ENUNCIADO >> Reproduza, por favor, sem qualquer alteração o trecho do texto sobre Cavaco Silva que começa em "Fez, portanto, aquilo" e termina em "período entre 1985/1995.".

TEXTO DA PÁGINA >>
>>>>
Fez, portanto, aquilo que é o principal objetivo da política como ação transformadora em prol do bem estar dos cidadãos como demonstra o crescimento médio anual acima dos 4%, a quadruplicação do PIB per capita e a baixa estrutura de uma inflação que desceu de 20% em 1985 para 4,2% para 1995.

Mais importante do que tudo: o país que hoje conhecemos como um membro de pleno direito da União Europeia começou a ser construído de forma integrada em todas as áreas no período do cavaquismo. Muitas das leis estruturantes que ainda hoje marcam a governação foram feitas no período entre 1985/1995.

É por tudo isto que Cavaco Silva é, de facto, o líder histórico do PSD e de todo o espaço do centro-direita — muito mais do que Francisco Sá Carneiro que tem uma importância histórica relevante mas que não teve tempo para mostrar resultados como aqueles que Cavaco conseguiu.
<<<<
REGISTOS >>
>>>>
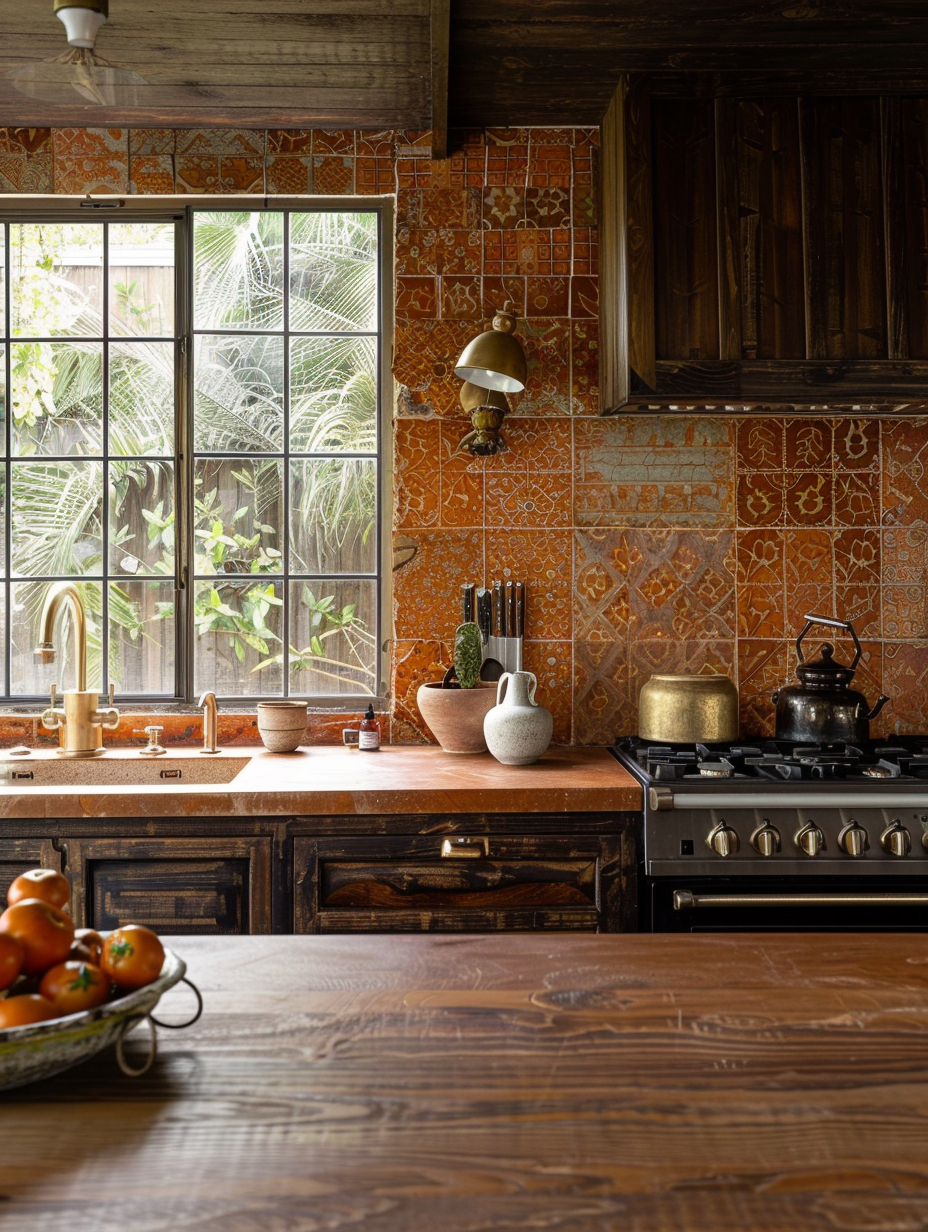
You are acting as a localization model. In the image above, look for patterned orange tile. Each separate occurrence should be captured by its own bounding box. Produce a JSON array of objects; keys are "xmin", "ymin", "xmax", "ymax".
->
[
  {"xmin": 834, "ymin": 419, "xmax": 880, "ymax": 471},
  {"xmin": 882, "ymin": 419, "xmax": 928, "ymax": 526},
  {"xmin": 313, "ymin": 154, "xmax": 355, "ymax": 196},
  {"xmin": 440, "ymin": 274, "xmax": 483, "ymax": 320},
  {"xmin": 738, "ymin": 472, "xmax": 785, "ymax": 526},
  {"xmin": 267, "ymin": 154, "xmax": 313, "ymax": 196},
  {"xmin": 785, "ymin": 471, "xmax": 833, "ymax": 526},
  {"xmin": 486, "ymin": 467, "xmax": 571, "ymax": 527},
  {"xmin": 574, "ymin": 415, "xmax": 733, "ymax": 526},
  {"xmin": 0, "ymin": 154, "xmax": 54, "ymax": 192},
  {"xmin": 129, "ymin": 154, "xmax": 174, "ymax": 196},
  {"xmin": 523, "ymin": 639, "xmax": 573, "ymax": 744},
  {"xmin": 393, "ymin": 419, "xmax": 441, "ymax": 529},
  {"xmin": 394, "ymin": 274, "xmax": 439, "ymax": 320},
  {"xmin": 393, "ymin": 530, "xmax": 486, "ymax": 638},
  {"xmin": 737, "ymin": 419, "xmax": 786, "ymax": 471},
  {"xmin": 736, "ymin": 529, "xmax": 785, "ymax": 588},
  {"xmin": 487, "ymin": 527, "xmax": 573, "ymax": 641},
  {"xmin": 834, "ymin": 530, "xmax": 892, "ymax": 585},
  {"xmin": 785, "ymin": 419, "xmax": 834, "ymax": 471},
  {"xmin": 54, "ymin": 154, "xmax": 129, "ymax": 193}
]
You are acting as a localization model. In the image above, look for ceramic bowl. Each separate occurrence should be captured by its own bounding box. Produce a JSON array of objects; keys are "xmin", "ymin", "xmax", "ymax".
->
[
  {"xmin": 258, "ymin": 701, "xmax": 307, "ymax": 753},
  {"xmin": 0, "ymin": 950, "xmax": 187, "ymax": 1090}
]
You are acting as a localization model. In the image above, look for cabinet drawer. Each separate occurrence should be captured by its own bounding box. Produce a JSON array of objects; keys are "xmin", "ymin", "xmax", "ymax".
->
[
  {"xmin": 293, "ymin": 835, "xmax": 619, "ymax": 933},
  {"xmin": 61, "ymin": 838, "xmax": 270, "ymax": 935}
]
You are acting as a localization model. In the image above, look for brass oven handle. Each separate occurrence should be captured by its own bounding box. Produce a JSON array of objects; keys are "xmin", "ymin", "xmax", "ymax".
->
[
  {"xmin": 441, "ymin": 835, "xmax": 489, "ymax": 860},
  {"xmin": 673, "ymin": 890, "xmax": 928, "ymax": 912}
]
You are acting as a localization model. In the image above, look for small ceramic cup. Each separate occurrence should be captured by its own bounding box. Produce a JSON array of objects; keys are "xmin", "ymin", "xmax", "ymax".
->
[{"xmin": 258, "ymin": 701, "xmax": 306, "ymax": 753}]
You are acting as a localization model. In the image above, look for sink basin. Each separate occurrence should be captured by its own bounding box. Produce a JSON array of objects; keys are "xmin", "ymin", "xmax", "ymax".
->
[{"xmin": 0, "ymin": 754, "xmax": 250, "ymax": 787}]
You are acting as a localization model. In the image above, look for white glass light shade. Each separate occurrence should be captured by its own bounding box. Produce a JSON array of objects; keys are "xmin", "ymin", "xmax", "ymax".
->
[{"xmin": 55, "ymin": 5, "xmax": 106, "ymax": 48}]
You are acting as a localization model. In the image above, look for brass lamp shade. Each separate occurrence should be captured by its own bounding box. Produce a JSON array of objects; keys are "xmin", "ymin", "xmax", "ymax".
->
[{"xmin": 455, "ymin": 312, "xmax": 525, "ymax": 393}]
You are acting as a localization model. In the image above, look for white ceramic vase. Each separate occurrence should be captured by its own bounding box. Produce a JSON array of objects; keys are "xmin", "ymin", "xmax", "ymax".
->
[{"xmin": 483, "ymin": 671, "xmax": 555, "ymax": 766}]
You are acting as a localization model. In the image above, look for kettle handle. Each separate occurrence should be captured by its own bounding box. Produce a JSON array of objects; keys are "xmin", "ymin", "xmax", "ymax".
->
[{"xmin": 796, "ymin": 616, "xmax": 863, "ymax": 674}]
<<<<
SOLUÇÃO >>
Fez, portanto, aquilo que é o principal objetivo da política como ação transformadora em prol do bem estar dos cidadãos como demonstra o crescimento médio anual acima dos 4%, a quadruplicação do PIB per capita e a baixa estrutura de uma inflação que desceu de 20% em 1985 para 4,2% para 1995.

Mais importante do que tudo: o país que hoje conhecemos como um membro de pleno direito da União Europeia começou a ser construído de forma integrada em todas as áreas no período do cavaquismo. Muitas das leis estruturantes que ainda hoje marcam a governação foram feitas no período entre 1985/1995.